Au lendemain du référendum de 2016 portant révision de la constitution du 22 janvier 2001, certains juristes ont soulevé la possibilité pour le président de la République, en cas de réélection, de pouvoir faire un troisième mandat, d’après leur lecture de l’article 27 de notre charte fondamentale.
Toutefois, comme un ballon de baudruche, planant dans le ciel sénégalais de façon envahissante, avec une odeur nauséabonde, ce débat s’est bien vite gonflé tout juste après la réélection du Président Macky Sall en 2019, au point de noyer même toutes les autres questions liées au développement de notre pauvre pays. Alors, il faut impérativement percer et dégonfler ce «jouet d’enfant» pour qu’il ne nous distraie pas pendant cinq bonnes années.
Mais dans ce sillage, on ne peut pas faire l’économie de souligner que la persistance de ce débat est une illustration parfaite du manque de confiance des Sénégalais en leur système judiciaire, notamment sur les dossiers ayant un enjeu politique. Ce qui est tout à fait compréhensible si on se base sur notre histoire récente. A savoir, la validation de la troisième candidature de Wade en 2012 et l’avis controversé du Conseil constitutionnel pour permettre au Président Macky Sall de faire 7 au lieu des 5 ans promis lors de son premier mandat. Et bien avant ces deux cas, la tendance dans notre jurisprudence, des indépendances à nos jours, c’est de voir nos juges constitutionnels suivre, presque toujours, la direction indiquée ou souhaitée par l’Exécutif. Leurs décisions ont fini d’ancrer dans la conscience collective des Sénégalais que ce n’est pas cette juridiction qu’ils dirigent qui dit le Droit mais plutôt, elle ne fait que suivre le sens voulu par le président de la République. A preuve, dans ce débat, on parle plus de la volonté du président de la République que de probabilité manifeste et évidente de voir le Conseil constitutionnel trancher la question de façon défavorable au candidat Macky Sall au cas où la question se poserait. D’ailleurs, restaurer la croyance et la confiance des Sénégalais en leur système judiciaire, ainsi que la dignité du Droit et ceux qui l’enseignent ou l’exercent est l’une des plus grandes et importantes tâches auxquelles le Président doit s’attaquer lors de ce quinquennat.

(Données)
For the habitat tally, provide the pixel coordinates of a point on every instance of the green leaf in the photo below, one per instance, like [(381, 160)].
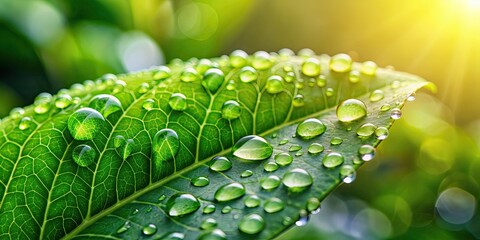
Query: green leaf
[(152, 174)]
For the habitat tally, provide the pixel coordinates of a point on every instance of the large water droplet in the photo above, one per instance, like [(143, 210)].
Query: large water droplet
[(85, 124), (229, 192), (231, 110), (220, 164), (182, 204), (350, 110), (297, 180), (310, 128), (83, 155), (252, 147), (178, 102), (251, 224), (332, 160)]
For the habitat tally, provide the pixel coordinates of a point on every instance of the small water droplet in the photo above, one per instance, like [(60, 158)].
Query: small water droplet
[(275, 84), (229, 192), (85, 124), (366, 130), (200, 181), (350, 110), (182, 204), (270, 182), (366, 152), (252, 147), (251, 201), (332, 160), (105, 104), (315, 148), (149, 230), (83, 155), (341, 63), (178, 102), (220, 164), (251, 224), (273, 205), (297, 180), (231, 110), (347, 173)]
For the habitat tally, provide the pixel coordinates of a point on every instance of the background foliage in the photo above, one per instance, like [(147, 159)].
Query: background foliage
[(424, 182)]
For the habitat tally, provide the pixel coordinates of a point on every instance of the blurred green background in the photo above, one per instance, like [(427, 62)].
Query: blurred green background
[(424, 182)]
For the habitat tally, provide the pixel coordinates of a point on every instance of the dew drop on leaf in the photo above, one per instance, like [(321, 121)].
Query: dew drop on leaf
[(178, 102), (252, 147), (231, 110), (251, 224), (310, 128), (351, 110), (220, 164), (182, 204), (332, 160), (85, 123), (229, 192), (83, 155)]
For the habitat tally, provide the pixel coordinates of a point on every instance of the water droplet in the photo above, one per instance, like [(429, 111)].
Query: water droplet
[(165, 146), (396, 113), (252, 147), (149, 230), (148, 104), (294, 148), (270, 182), (297, 180), (25, 123), (208, 223), (189, 75), (341, 63), (248, 74), (313, 205), (200, 181), (251, 201), (229, 192), (231, 110), (336, 141), (348, 173), (369, 68), (315, 148), (213, 79), (366, 130), (381, 133), (220, 164), (105, 104), (178, 102), (275, 84), (63, 101), (270, 167), (210, 208), (351, 110), (366, 152), (238, 58), (311, 67), (262, 60), (85, 124), (161, 73), (83, 155), (246, 173), (251, 224), (298, 101), (376, 95), (283, 159), (182, 204), (332, 160), (310, 128)]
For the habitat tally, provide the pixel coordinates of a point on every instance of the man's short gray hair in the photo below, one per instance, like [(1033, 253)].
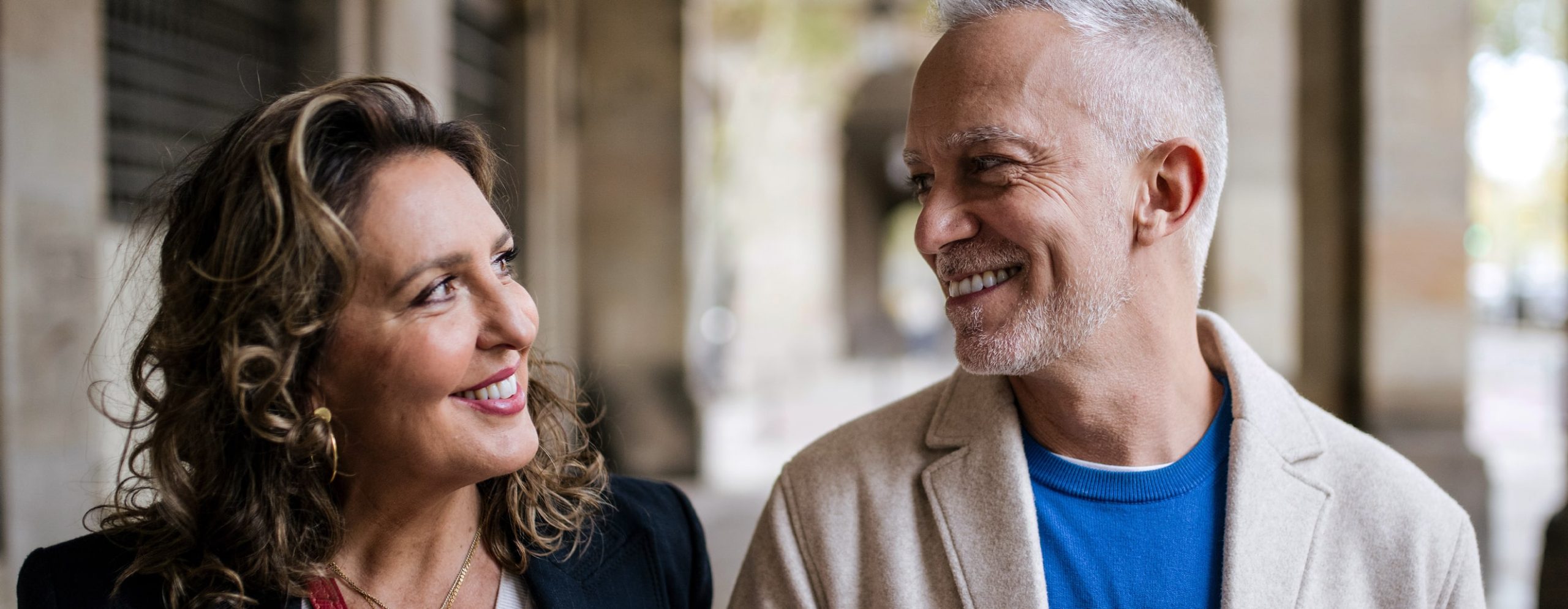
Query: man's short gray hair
[(1150, 76)]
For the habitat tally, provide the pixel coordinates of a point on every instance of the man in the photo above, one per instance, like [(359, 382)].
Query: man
[(1104, 444)]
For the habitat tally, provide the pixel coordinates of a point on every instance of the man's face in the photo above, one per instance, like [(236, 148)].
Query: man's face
[(1021, 190)]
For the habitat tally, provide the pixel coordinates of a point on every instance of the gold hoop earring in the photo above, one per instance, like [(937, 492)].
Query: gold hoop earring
[(331, 439)]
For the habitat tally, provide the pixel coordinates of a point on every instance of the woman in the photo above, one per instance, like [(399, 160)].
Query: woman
[(337, 403)]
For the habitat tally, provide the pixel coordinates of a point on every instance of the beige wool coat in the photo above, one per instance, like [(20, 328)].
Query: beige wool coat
[(927, 503)]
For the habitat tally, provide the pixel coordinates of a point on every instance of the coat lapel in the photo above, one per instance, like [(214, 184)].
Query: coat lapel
[(981, 495), (1272, 506)]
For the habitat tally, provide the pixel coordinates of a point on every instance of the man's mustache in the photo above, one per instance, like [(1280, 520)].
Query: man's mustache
[(979, 256)]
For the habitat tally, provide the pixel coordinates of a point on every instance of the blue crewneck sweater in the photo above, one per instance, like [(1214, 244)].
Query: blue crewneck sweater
[(1134, 539)]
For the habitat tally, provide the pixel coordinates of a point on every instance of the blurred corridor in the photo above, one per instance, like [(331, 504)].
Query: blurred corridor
[(714, 221)]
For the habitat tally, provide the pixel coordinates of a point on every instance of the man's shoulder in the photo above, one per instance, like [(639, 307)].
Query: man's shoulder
[(1377, 486), (882, 442)]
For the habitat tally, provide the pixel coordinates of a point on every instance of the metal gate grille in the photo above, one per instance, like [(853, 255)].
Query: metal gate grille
[(181, 69), (480, 52)]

> CONSIGNES
[a] Condensez le paragraphe de l'extrait sur le débat du troisième mandat qui commence par « Toutefois, comme un ballon de baudruche », en conservant ses faits principaux.
[b] Dans l'extrait sur le débat du troisième mandat, renommez « juristes » en « spécialistes du droit » et recopiez tout ce qui va de « Au lendemain du » jusqu'à « notre charte fondamentale. ».

> RÉPONSES ATTENDUES
[a] Après la réélection du Président Macky Sall en 2019, le débat sur le troisième mandat a vite enflé, comme un ballon de baudruche envahissant et nauséabond, au point d'éclipser toutes les autres questions liées au développement du pays. Il faut donc crever et dégonfler ce « jouet d'enfant » pour qu'il ne distraie pas le pays pendant cinq ans.

[b]
Au lendemain du référendum de 2016 portant révision de la constitution du 22 janvier 2001, certains spécialistes du droit ont soulevé la possibilité pour le président de la République, en cas de réélection, de pouvoir faire un troisième mandat, d’après leur lecture de l’article 27 de notre charte fondamentale.